## AIM OF THE EXERCISE
Lay out the records below as a two-column CSV with the columns instruction and points, one row per record. Put each record's text and its answer in separate quoted fields, replace line breaks with spaces, and leave out the pictures.

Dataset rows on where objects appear

___

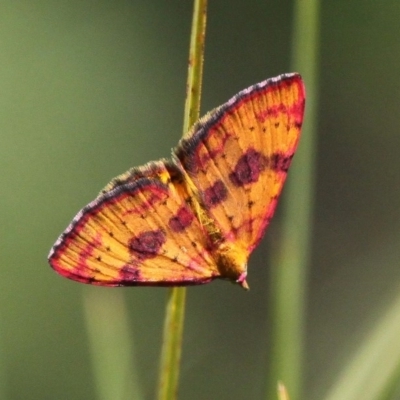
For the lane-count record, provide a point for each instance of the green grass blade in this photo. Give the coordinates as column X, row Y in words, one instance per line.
column 116, row 377
column 291, row 259
column 175, row 313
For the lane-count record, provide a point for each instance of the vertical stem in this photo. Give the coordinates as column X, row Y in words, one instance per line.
column 175, row 313
column 291, row 259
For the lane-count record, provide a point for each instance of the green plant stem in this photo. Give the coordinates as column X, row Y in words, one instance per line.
column 291, row 258
column 175, row 313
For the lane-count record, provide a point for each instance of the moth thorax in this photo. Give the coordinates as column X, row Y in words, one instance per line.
column 232, row 263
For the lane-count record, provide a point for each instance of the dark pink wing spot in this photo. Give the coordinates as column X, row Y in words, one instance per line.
column 281, row 161
column 215, row 194
column 147, row 244
column 248, row 168
column 182, row 220
column 129, row 273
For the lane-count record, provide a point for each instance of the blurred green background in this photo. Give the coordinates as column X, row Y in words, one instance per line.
column 89, row 89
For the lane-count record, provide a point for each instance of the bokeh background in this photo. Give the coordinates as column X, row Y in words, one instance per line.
column 91, row 88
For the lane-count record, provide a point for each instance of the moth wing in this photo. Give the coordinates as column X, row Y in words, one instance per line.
column 138, row 231
column 237, row 157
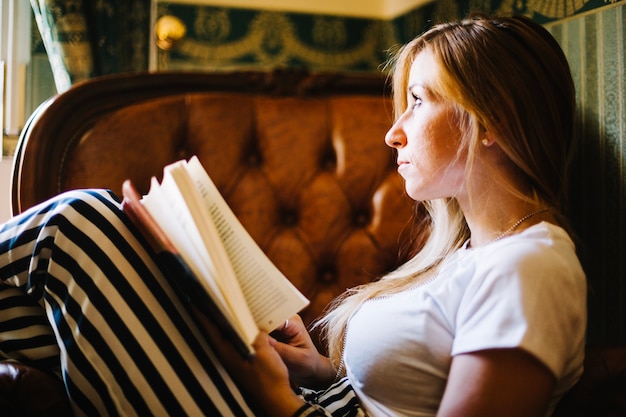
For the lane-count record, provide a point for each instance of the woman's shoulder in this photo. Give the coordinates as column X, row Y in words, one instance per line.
column 542, row 250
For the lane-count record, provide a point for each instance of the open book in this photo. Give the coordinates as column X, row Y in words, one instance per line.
column 208, row 255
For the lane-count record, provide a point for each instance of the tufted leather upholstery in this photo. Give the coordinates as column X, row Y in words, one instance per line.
column 306, row 172
column 299, row 157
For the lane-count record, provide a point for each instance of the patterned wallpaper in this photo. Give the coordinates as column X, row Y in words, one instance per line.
column 595, row 46
column 220, row 38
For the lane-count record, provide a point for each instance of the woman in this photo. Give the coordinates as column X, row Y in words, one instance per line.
column 470, row 326
column 489, row 318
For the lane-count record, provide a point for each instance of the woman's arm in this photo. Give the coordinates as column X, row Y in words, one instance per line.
column 497, row 382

___

## TASK ANSWER
instruction,points
"For the lane-count record, provide a point for each instance of the green grass blade in this photo. Give the coordinates as column X, row Y in words, one instance per line.","column 116, row 377 column 291, row 259 column 175, row 313"
"For the lane-count record, provide a point for each instance of the vertical stem in this photo. Give the coordinates as column X, row Y in words, one instance per line.","column 175, row 313 column 291, row 259"
"For the lane-count record, provide a point for each instance of the green plant stem in this photo. Give the coordinates as column X, row Y in words, one instance per line.","column 291, row 258 column 175, row 313"
"For the lane-count record, provide a point for each instance of the moth thorax in this photo. Give the coordinates as column X, row Y in words, one instance per line.","column 232, row 263"
"For the lane-count record, provide a point for each instance of the dark pink wing spot in this photo. Give the coordinates as column X, row Y in words, one instance per line.","column 281, row 161 column 215, row 194 column 147, row 244 column 248, row 168 column 182, row 220 column 129, row 273"
"For the lane-count record, provide a point for each instance of the blurred green background in this photo. Give the coordinates as column X, row Y in words, one instance per line.","column 89, row 89"
"For the lane-count record, provide a point for each instance of the bokeh background in this photo. Give the coordinates as column X, row Y in words, one instance per line.","column 91, row 88"
"For the lane-count record, provide a point for each instance of the moth wing in this photo. Give the coordinates as column X, row Y in words, one instance per line.","column 138, row 231 column 237, row 157"
"For the lane-count record, provide a point for each instance of the woman's shoulder in this photo. Give the coordinates as column X, row Y in words, one instance per line.","column 542, row 250"
"For the lane-count record, provide a point for each instance of the open book in this photo. Give the coordinates as column X, row Y in words, one instance per line.","column 208, row 255"
"For the lane-count record, provide a point for each instance of the tufted leather upholstery in this photo. Give the coordinates as column X, row Y in words, one instance per line.","column 306, row 172 column 299, row 157"
"For the lane-count record, provide a point for each instance of the patterned wallpaper in this photo. Give the coordinates as column X, row Y in words, one instance per line.","column 595, row 46 column 220, row 38"
"For the lane-count record, provide a point for each instance of the woman in this photo. Give the coordinates as column X, row Y in words, one instance per line.","column 470, row 326 column 489, row 318"
"For the lane-count record, provide a point for each instance of the woman's arm in this photo. Give the coordinates as column X, row Y in words, one instance per line.","column 497, row 382"